«I questuanti del centro città? Alcuni sono richiedenti asilo»

La denuncia di un’educatrice: «Il sistema d’accoglienza spesso è un business»

«Conosco alcuni dei ragazzi africani che chiedono la questua in centro Varese. Posso confermare che sono richiedenti asilo che provengono dalla Provincia. Non si tratta dunque di clandestini, di migranti economici a cui è stata rifiutata la richiesta di asilo, bensì di ragazzi che non trovano, presso le cooperative da cui sono ospitati, l’accoglienza di cui avrebbero diritto». La denuncia arriva da un’educatrice che ha lasciato il lavoro in una di queste cooperative perché «profondamente delusa dal sistema di accoglienza che, per come andavano le cose in quella realtà, era interpretato come un vero e proprio business».

Numeri da miseria

Per ogni richiedente asilo lo Stato stanzia 33 euro al giorno. Di questi, 2.50 euro vanno direttamente al migrante per far fronte alle esigenze personali; il resto viene impiegato dalla cooperativa per garantire vitto, alloggio, vestiti, medicine e attività di formazione, come i corsi di italiano. «Purtroppo, per quella che è la mia esperienza, non sempre ciò avviene – afferma l’educatrice – Ho conosciuto realtà che risparmiano su frutta e verdura, con il risultato che ai ragazzi viene la gastrite.
________________________
### IL COMPITO 1
Per ciascuna frase indica se è d'accordo con l'articolo sui richiedenti asilo a Varese, rispondendo sì o no e citando le parole decisive dell'articolo. (a) Lo Stato dà 33 euro al giorno per ogni richiedente asilo. (b) Ogni giorno al migrante vanno direttamente 5 euro. (c) L'educatrice lavora ancora in una delle cooperative.
### IL COMPITO 2
Prosegui l'articolo sui richiedenti asilo a Varese, partendo subito dopo l'ultima frase.
________________________
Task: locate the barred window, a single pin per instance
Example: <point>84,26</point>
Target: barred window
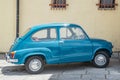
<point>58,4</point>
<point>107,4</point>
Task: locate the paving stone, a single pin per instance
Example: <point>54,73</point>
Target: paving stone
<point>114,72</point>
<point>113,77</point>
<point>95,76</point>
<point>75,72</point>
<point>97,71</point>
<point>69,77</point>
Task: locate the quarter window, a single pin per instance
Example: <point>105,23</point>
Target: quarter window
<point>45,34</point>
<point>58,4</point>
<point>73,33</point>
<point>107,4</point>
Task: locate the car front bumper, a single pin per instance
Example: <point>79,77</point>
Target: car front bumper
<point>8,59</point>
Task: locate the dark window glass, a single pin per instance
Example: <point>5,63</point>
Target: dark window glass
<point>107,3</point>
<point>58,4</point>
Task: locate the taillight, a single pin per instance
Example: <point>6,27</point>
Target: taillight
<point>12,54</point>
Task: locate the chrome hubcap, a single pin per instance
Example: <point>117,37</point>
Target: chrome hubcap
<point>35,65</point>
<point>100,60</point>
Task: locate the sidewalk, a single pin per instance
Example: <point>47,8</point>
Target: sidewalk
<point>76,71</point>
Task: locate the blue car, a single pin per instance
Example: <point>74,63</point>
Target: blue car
________________________
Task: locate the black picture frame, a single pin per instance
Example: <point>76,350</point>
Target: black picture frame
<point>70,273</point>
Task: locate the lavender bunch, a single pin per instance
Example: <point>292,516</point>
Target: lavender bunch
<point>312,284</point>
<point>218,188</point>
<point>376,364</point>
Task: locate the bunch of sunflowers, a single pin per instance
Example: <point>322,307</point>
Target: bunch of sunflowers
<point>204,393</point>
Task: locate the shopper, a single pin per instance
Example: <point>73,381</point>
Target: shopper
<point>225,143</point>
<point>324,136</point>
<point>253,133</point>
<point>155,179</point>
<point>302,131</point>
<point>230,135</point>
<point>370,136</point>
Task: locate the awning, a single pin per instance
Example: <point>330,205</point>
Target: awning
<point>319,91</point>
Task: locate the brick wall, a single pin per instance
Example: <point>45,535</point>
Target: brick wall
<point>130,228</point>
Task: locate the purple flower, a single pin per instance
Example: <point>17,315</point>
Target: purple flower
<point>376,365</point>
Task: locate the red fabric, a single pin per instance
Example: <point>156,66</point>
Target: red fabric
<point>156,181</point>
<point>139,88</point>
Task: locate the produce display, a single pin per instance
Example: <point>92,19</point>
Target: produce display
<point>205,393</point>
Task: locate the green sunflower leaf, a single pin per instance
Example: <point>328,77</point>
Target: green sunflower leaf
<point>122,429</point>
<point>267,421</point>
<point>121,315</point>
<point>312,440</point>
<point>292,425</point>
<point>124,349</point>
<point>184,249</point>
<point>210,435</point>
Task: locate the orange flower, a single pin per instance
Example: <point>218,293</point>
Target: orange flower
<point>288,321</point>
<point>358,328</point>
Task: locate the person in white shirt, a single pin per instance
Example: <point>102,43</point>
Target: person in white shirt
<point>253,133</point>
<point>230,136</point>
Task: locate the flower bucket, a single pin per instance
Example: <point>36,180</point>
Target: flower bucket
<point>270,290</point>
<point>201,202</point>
________________________
### RISPOSTA SCRITTA 1
(a) Sì: «Per ogni richiedente asilo lo Stato stanzia 33 euro al giorno.»
(b) No: «2.50 euro vanno direttamente al migrante per far fronte alle esigenze personali»
(c) No: «ha lasciato il lavoro in una di queste cooperative»

### RISPOSTA SCRITTA 2
Ho visto cucinare riso proveniente da sacchi pieni di scarafaggi. Ho sentito dire ai richiedenti asilo che, in caso di problemi di salute, le medicine avrebbero dovuto essere acquistate con i 2.50 euro quotidiani. Ho visto ragazzi indossare calze e sandali a gennaio perché non sono state date loro calzature invernali. Ho dovuto litigare con i dirigenti di una cooperativa per far accendere i caloriferi nei centri di accoglienza; ho raccolto lenzuola e coperte tra i miei famigliari perché altrimenti i ragazzi avrebbero dovuto fare senza. Ho conosciuto ragazzi che vegetano sul letto per due anni perché non viene proposta loro alcuna attività, e che sarebbero ben felici di lavorare o di fare volontariato».

«Per rispetto della dignità umana e di quelli che sono i miei valori, non posso lavorare in centri di quel tipo. In Provincia di Varese ho conosciuto anche cooperative di valore, con personale qualificato, ma posso confermare che, di fianco agli esempi positivi, esistono realtà che si fanno carico dell’accoglienza senza avere alcuna competenza e motivazione. In certi posti, l’unica cosa che viene detta ai ragazzi è “se trasgredisci sei fuori” – testimonia l’educatrice – Non capisco come sia possibile trattare così persone che hanno sofferto e che piangono raccontando il loro passato, il loro paese».

«Ho molta delusione e rabbia nel vedere come questi richiedenti asilo vengano lasciati a loro stessi ad arrangiarsi come possono. E poi ci si chiede perché facciano la questua – afferma l’educatrice – Alcuni ragazzi vengono assaliti dal senso di vergogna. Chiamano i parenti a casa e dicono loro che va tutto bene, mettono su Facebook le loro foto affianco alle belle macchine, e poi mandano alle famiglie i soldi raccolti con la questua».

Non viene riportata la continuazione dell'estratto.